### DO THIS
Gather every line in the entries below that contains the string "hull", copying each line in full. Letter case counts when matching.

### INPUT MATERIAL
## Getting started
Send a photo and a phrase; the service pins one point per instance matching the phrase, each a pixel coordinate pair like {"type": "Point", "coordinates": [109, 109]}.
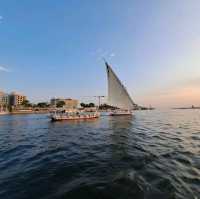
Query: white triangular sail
{"type": "Point", "coordinates": [117, 93]}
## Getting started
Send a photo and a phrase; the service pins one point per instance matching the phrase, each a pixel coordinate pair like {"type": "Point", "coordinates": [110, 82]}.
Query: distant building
{"type": "Point", "coordinates": [69, 103]}
{"type": "Point", "coordinates": [16, 99]}
{"type": "Point", "coordinates": [4, 99]}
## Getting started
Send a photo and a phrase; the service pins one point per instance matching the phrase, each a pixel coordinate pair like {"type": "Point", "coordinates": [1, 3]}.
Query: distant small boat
{"type": "Point", "coordinates": [118, 96]}
{"type": "Point", "coordinates": [4, 112]}
{"type": "Point", "coordinates": [73, 115]}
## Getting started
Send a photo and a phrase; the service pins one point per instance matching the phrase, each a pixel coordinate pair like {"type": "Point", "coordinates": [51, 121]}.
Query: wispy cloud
{"type": "Point", "coordinates": [112, 55]}
{"type": "Point", "coordinates": [101, 53]}
{"type": "Point", "coordinates": [4, 69]}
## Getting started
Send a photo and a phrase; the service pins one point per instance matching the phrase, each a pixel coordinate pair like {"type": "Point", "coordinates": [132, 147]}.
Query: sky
{"type": "Point", "coordinates": [54, 49]}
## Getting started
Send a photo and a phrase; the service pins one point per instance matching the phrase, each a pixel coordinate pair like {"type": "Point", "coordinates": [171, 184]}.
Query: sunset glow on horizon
{"type": "Point", "coordinates": [53, 49]}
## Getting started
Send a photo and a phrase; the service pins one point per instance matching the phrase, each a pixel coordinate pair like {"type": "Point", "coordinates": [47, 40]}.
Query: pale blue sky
{"type": "Point", "coordinates": [53, 48]}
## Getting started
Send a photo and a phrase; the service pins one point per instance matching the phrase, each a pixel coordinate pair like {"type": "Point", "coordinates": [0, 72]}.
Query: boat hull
{"type": "Point", "coordinates": [69, 118]}
{"type": "Point", "coordinates": [121, 113]}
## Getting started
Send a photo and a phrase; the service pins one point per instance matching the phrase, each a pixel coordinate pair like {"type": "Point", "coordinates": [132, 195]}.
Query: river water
{"type": "Point", "coordinates": [153, 155]}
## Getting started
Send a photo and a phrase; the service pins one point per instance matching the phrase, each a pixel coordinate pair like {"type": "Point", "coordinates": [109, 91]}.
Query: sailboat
{"type": "Point", "coordinates": [118, 96]}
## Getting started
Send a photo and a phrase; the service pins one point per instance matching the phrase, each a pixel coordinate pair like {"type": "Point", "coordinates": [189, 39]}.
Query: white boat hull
{"type": "Point", "coordinates": [60, 117]}
{"type": "Point", "coordinates": [121, 113]}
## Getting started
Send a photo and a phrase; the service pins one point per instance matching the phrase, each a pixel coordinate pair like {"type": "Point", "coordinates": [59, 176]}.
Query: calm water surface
{"type": "Point", "coordinates": [152, 155]}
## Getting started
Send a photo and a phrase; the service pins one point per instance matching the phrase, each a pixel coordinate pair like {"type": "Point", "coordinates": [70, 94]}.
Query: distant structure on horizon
{"type": "Point", "coordinates": [68, 103]}
{"type": "Point", "coordinates": [12, 99]}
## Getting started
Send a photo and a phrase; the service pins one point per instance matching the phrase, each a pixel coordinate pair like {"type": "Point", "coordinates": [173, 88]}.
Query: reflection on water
{"type": "Point", "coordinates": [151, 155]}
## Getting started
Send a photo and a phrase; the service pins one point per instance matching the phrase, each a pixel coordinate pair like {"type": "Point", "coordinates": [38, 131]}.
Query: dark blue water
{"type": "Point", "coordinates": [152, 155]}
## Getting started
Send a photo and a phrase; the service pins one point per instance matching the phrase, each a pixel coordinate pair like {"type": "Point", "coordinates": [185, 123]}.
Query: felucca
{"type": "Point", "coordinates": [118, 96]}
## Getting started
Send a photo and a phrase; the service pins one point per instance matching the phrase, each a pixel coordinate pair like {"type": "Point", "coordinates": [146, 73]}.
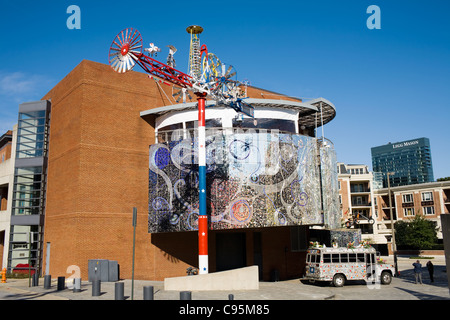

### SOLUTION
Query: boat hull
Query: white boat hull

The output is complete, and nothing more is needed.